▸ **JOB**:
Only the lines from the one containing "Consider the photo above. For each instance of the index" through the last line below should be written out, exactly and with both ends kept.

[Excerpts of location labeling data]
*-*-*

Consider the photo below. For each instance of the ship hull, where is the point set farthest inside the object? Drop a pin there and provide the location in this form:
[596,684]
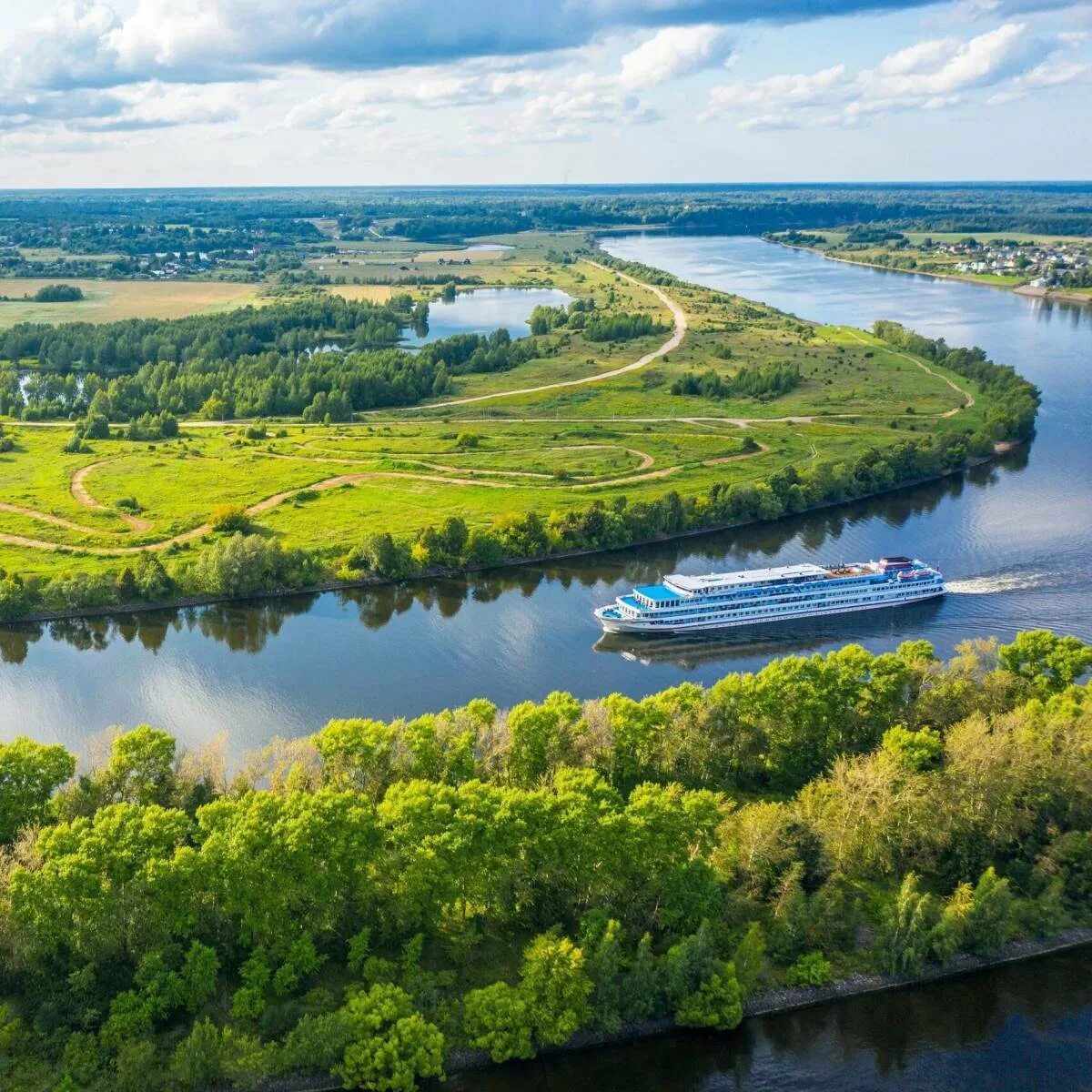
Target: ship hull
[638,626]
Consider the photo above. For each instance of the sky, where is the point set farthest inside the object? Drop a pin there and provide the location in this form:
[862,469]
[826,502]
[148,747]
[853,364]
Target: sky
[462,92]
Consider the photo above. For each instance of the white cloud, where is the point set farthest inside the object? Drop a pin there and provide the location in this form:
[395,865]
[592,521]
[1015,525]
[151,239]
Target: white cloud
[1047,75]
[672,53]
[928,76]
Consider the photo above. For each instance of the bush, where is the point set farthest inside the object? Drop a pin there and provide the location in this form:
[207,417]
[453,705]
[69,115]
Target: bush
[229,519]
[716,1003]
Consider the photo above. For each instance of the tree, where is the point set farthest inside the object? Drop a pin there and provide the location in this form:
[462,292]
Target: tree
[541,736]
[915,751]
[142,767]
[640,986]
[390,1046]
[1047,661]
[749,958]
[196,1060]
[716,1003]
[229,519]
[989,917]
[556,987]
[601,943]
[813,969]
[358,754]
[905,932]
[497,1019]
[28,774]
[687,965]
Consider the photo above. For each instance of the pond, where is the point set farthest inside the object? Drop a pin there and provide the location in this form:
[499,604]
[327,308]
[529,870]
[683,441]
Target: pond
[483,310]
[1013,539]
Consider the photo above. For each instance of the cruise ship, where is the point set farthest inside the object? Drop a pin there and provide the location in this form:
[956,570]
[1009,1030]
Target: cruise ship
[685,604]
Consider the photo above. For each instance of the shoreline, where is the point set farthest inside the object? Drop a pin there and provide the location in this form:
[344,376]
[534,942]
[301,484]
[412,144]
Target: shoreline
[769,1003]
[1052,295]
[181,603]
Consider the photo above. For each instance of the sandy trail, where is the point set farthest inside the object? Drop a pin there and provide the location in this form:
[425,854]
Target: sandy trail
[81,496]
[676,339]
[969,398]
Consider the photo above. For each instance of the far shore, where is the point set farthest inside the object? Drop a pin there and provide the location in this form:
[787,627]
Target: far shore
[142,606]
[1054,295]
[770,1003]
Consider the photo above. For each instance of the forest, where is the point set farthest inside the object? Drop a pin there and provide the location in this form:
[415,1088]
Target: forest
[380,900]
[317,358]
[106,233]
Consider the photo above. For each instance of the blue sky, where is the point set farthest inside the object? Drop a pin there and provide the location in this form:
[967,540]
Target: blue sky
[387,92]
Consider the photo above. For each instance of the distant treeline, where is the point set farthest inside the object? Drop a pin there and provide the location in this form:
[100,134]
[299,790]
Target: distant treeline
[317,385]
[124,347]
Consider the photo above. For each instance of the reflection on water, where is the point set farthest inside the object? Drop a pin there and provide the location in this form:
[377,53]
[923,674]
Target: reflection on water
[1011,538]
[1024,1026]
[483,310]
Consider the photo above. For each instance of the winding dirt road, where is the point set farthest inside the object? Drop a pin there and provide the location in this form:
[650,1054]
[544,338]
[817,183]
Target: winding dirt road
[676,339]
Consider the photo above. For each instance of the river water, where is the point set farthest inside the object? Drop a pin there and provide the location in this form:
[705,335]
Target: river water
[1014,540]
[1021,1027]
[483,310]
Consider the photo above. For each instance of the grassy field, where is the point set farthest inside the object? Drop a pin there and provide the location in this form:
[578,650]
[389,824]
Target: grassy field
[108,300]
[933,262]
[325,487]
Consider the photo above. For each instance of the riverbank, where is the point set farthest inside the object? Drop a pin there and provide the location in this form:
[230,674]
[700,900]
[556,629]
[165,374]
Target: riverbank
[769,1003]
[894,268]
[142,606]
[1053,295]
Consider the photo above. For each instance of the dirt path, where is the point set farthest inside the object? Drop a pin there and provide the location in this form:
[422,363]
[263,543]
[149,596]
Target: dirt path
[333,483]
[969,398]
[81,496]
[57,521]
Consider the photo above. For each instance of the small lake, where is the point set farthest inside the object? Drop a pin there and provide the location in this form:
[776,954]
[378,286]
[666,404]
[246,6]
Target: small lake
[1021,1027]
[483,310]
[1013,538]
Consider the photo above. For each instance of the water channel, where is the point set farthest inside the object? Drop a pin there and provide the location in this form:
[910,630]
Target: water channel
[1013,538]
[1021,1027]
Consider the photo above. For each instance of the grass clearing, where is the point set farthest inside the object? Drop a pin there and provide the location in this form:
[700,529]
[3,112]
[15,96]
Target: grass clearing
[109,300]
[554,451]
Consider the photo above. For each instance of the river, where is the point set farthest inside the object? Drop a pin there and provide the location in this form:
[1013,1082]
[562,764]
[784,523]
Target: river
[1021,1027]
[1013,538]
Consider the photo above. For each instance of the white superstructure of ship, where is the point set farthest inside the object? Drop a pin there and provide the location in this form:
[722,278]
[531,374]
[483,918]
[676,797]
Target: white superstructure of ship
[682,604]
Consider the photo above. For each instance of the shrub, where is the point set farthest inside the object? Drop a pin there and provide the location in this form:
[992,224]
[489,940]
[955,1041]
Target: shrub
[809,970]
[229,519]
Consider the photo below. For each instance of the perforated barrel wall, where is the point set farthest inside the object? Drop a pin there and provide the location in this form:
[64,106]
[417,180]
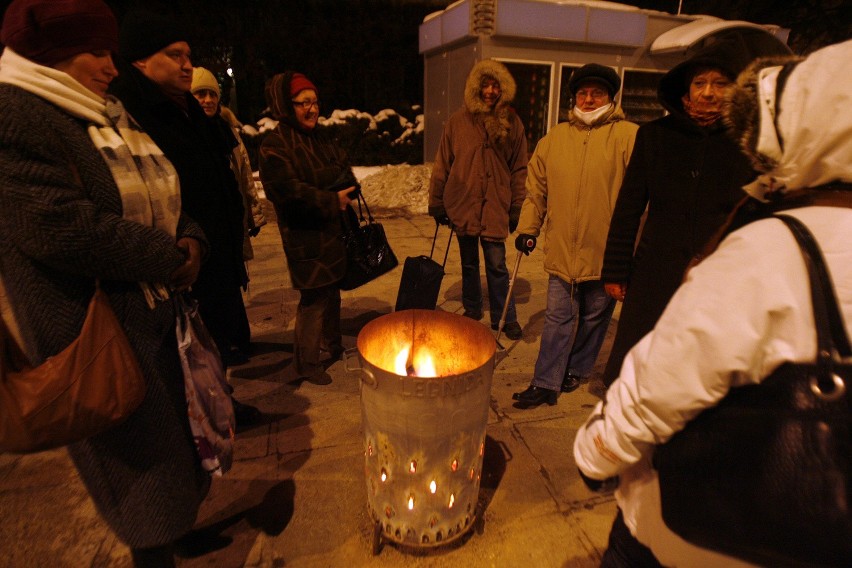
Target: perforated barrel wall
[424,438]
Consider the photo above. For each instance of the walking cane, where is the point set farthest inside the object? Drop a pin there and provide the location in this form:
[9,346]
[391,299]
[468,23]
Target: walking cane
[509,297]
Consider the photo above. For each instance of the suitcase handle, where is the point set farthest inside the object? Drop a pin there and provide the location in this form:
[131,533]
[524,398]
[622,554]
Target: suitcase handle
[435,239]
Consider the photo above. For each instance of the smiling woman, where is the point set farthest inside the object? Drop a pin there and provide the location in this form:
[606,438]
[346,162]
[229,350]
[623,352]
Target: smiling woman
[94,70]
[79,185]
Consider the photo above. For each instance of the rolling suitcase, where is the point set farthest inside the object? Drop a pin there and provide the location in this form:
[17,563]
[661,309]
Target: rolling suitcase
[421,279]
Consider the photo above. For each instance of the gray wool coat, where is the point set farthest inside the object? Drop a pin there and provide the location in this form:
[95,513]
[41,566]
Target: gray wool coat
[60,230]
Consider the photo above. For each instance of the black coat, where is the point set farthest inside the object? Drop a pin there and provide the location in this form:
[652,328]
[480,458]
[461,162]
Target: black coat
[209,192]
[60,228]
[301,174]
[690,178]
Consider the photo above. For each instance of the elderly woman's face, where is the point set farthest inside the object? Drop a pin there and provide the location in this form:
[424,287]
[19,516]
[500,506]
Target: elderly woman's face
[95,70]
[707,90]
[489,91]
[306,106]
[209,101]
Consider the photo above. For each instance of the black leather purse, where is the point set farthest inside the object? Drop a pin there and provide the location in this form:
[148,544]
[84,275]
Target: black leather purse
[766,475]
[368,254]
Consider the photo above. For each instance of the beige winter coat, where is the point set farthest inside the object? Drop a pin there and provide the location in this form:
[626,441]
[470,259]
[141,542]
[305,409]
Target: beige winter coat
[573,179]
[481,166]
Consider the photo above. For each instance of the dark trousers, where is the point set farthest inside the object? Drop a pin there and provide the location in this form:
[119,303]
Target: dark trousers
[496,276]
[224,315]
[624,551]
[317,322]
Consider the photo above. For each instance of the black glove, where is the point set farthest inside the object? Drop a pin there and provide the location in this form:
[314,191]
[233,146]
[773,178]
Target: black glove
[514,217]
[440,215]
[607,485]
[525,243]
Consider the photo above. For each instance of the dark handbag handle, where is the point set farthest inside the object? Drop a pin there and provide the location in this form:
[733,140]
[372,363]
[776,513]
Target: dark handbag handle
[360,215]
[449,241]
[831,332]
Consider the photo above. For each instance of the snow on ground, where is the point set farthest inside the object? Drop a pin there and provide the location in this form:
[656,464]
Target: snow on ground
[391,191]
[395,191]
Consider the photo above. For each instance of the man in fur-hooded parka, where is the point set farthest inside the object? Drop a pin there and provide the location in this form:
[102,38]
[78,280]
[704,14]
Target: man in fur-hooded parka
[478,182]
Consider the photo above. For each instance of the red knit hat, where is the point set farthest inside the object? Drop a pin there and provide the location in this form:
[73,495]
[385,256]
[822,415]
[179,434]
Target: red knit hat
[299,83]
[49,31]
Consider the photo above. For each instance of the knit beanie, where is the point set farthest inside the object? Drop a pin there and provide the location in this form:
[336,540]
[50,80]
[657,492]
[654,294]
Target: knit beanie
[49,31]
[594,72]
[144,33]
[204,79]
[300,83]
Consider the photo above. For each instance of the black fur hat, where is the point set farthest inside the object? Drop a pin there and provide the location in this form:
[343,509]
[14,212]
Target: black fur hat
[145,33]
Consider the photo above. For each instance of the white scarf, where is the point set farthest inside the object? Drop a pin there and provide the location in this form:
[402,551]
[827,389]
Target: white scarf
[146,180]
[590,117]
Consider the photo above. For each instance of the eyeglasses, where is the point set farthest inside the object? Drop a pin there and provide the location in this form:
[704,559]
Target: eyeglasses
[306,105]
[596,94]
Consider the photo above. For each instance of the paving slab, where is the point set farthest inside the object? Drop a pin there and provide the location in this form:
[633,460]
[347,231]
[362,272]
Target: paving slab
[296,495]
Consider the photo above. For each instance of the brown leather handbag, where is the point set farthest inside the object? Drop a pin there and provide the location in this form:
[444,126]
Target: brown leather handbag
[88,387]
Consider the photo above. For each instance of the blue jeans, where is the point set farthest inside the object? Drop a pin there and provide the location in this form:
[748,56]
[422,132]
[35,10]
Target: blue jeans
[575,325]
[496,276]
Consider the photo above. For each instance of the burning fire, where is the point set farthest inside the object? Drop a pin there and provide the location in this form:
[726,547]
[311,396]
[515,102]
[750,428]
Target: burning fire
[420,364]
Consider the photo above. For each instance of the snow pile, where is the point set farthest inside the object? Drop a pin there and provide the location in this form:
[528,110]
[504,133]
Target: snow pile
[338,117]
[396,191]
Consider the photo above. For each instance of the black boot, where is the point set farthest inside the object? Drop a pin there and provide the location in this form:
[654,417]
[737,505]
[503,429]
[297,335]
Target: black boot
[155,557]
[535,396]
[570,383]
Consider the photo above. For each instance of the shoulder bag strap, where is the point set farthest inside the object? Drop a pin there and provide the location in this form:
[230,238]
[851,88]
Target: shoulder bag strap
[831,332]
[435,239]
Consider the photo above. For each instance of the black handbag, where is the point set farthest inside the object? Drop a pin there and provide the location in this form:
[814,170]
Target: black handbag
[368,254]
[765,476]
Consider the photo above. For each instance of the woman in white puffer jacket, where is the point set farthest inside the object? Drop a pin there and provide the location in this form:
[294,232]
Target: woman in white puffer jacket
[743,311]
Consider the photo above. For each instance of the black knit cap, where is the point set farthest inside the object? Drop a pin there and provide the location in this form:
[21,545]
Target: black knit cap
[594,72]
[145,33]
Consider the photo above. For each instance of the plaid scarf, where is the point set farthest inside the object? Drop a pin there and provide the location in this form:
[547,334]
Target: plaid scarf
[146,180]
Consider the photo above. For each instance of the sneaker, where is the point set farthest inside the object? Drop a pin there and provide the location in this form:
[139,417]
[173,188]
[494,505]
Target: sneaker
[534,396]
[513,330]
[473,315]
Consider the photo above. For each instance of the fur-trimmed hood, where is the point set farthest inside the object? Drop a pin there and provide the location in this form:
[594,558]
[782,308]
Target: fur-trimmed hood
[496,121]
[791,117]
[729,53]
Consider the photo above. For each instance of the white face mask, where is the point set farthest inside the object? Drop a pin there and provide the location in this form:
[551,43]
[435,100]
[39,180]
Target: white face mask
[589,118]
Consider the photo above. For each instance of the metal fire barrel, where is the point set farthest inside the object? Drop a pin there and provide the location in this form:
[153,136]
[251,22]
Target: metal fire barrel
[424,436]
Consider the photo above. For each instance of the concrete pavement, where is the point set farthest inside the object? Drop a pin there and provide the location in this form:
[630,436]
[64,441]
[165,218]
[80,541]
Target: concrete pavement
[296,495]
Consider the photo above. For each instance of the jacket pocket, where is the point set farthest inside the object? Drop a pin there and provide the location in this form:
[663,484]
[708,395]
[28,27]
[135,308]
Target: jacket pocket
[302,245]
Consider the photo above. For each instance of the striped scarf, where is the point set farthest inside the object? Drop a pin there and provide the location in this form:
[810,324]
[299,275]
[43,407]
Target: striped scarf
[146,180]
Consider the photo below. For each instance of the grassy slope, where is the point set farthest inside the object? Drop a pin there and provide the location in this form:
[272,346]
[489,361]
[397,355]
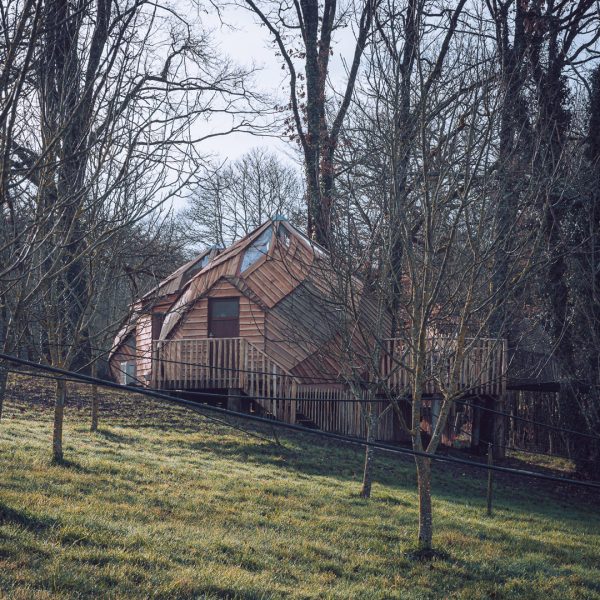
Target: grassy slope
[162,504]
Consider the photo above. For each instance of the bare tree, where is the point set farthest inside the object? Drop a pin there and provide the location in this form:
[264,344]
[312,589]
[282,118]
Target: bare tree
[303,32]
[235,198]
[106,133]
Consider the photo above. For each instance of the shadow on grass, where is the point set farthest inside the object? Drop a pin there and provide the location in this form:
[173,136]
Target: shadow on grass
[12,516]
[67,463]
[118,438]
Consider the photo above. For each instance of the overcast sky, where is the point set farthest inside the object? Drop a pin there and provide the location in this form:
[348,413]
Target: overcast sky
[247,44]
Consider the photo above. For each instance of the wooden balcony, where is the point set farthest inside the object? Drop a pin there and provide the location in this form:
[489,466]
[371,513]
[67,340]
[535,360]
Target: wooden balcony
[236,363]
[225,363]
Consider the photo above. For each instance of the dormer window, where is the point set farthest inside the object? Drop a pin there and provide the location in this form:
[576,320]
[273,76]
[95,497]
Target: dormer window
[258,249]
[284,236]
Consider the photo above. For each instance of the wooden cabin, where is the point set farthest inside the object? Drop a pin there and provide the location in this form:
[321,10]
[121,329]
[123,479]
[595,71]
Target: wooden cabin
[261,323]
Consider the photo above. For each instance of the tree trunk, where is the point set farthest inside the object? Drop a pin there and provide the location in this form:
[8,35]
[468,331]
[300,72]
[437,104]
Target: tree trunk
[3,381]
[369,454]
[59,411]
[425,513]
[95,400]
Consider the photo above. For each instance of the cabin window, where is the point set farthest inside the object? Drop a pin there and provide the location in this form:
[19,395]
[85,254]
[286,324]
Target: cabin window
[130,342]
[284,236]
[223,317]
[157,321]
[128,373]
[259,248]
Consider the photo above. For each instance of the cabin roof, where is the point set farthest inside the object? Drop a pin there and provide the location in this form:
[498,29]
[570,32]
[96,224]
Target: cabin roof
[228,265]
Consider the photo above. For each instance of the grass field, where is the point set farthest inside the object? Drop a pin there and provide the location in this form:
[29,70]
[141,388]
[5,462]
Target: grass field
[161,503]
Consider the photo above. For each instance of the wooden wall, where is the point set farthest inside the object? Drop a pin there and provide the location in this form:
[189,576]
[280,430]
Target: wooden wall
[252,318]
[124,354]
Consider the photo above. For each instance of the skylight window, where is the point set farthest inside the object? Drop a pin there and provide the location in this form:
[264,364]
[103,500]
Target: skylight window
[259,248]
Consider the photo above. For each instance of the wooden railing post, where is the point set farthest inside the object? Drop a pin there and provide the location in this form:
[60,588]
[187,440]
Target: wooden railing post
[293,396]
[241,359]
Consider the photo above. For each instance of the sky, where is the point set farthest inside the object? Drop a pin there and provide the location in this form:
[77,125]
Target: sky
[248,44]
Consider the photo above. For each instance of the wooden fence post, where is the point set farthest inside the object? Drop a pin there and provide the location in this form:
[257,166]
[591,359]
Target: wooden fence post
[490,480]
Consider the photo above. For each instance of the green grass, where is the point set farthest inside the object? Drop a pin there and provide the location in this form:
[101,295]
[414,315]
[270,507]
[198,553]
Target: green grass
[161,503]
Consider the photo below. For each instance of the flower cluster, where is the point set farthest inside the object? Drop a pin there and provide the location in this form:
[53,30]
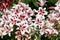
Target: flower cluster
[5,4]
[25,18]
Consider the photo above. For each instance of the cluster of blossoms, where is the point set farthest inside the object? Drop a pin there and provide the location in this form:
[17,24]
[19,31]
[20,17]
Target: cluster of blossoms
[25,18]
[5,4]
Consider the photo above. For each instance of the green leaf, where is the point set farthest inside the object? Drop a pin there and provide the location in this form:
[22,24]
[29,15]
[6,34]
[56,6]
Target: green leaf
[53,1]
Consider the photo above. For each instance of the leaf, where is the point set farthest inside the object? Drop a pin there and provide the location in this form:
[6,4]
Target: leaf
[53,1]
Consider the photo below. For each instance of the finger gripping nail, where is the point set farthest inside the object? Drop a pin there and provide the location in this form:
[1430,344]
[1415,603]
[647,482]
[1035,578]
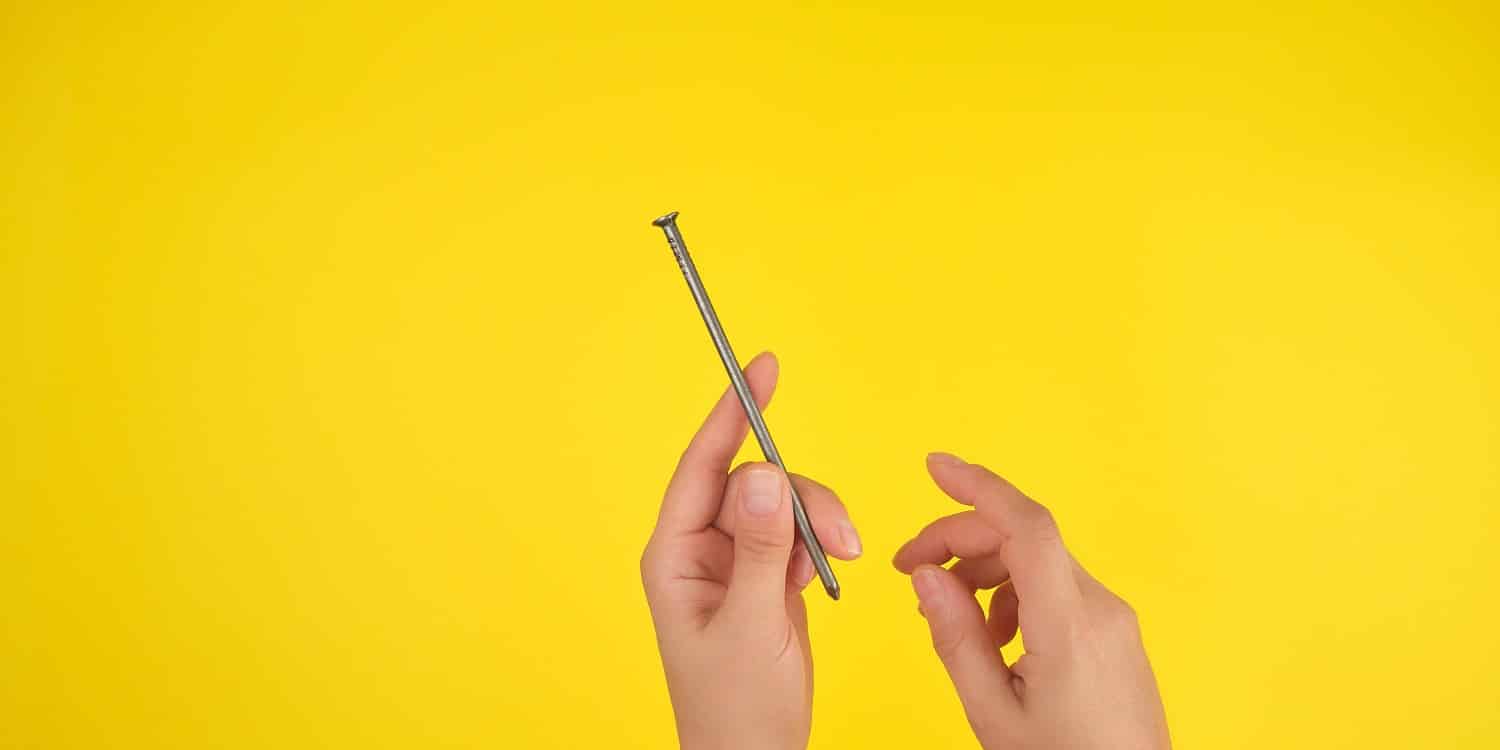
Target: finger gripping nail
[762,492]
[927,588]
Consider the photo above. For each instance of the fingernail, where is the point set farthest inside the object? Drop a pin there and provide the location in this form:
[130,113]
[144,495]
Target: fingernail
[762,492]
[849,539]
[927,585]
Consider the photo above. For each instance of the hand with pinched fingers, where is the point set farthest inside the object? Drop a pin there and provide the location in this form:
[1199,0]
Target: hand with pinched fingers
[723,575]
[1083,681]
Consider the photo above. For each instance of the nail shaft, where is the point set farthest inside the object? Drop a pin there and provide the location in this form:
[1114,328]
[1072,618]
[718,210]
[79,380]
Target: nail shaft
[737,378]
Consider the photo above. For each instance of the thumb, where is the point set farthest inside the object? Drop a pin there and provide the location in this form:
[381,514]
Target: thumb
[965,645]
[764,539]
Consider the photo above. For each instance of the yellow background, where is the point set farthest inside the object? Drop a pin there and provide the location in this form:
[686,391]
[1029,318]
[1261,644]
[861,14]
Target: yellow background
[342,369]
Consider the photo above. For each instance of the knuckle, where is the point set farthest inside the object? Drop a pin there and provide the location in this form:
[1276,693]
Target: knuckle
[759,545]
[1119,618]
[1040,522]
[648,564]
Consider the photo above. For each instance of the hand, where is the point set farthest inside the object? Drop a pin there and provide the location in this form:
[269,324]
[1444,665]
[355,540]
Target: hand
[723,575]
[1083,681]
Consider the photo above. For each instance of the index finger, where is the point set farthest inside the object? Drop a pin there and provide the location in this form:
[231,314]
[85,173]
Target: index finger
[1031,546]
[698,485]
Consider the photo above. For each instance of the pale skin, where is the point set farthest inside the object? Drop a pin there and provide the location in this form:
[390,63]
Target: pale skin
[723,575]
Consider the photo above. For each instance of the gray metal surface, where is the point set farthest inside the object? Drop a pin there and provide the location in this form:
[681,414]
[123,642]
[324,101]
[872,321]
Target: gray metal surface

*-*-*

▸ **IN RESPONSE**:
Consider the photo above. For each instance of the index finger, where is the point set farthest inside the object? Drop a pin there and provide the location in this form:
[231,314]
[85,173]
Target: index finger
[1031,546]
[698,485]
Consider the photo above. For each instance of the pale skin, where is the point set farthest inside the object? Drop a pin there and provide the location in this form:
[390,63]
Target: pale skin
[723,575]
Consider the photo above. For each instance of the gray metal surface, where is the point set farthest inside the object? Drop a pin there and provide the location in this form:
[681,414]
[123,642]
[324,101]
[872,321]
Target: gray metal surface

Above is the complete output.